Reflective glare seen on the eyes of a gorilla
There were several places where Long was way out of his field and showing signs of leading a witch hunt. (pages 376 to 379) Long made a reference
to the creature putting it’s heel down first as it walked along and told how this is just what Bob Heironimus does when he walks. I personally don’t think
there is an upright walking hominoid that doesn’t put its heel down first when stepping forward. It’s been said that runners will move along on the balls
of their feet and this is true, but in this instance we’re talking about an upright bipedal creature that is merely walking across a sandbar. Long gives no
scientific data as to why a bipedal creature would not place his heel down first when walking along, nor does he cite any special reason why the heel
striking the ground first would only be attributed to something Bob Heironimus does. It looks as though Greg Long’s modus operandi is to imply and
then move on without explaining his reasoning for saying what he does. I had to ask myself why Long didn't address how Heironimus would be able to
lift his feet up behind him as he walked where the soles of the foot would be vertical to the ground at the end of each stride. And not only lift the foot
that high, but also do it as smoothly as pedaling a bicycle. Other things Long should have looked at was the position of the sole of the foot when the
ball and toes are still touching the ground. Before the creature’s forefoot and toes come off the ground, the animal has the remaining sole of its foot in
a vertical position. Long should have addressed whether or not Bob Heironimus could walk with his stepping leg turned as far outward at the end of its
stride as the subject on the Patterson/Gimlin film does while having it at turned back inward in a knock-kneed position when it swings through to the
next step. I am guessing that none of these things were ever noticed by Long because he’d never studied the film well enough to have seen these
sorts of things occurring.

■ Given problem
Continue the passage criticizing Greg Long's claims about the Patterson/Gimlin film, starting after its last sentence. The listing after this passage is not needed.

■ Collected data
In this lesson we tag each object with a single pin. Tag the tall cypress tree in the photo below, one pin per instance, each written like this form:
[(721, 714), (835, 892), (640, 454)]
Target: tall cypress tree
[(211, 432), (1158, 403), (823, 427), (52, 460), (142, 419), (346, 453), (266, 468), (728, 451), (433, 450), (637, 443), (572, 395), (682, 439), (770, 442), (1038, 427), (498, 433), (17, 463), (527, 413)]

■ Task output
The Sasquatch walks with a high back step and
              in a knock-kneed position as it strides along.
Another instance of erred supposition on Long’s part was over his thinking that the creature must have been standing still when the filming started by
the position of it’s feet. I should probably tell everyone that there are many films of people walking where if you stop at the right frame they will look to
be standing still. The Patterson film ran at 16 frames per second. The second frame in the Patterson film shows the creature in motion, thus it is
inconceivable to think that Patterson started filming with Heironimus standing still and both the camera and Heironimus started moving at the same time
within a 1/16th of a second time frame. Once again Long implies something that he has no evidence to support what he has just said. For that matter,
there is no sign that Greg Long ever consulted anyone more qualified than he to see if he could substantiate what he thought he was seeing on the
Patterson/Gimlin film.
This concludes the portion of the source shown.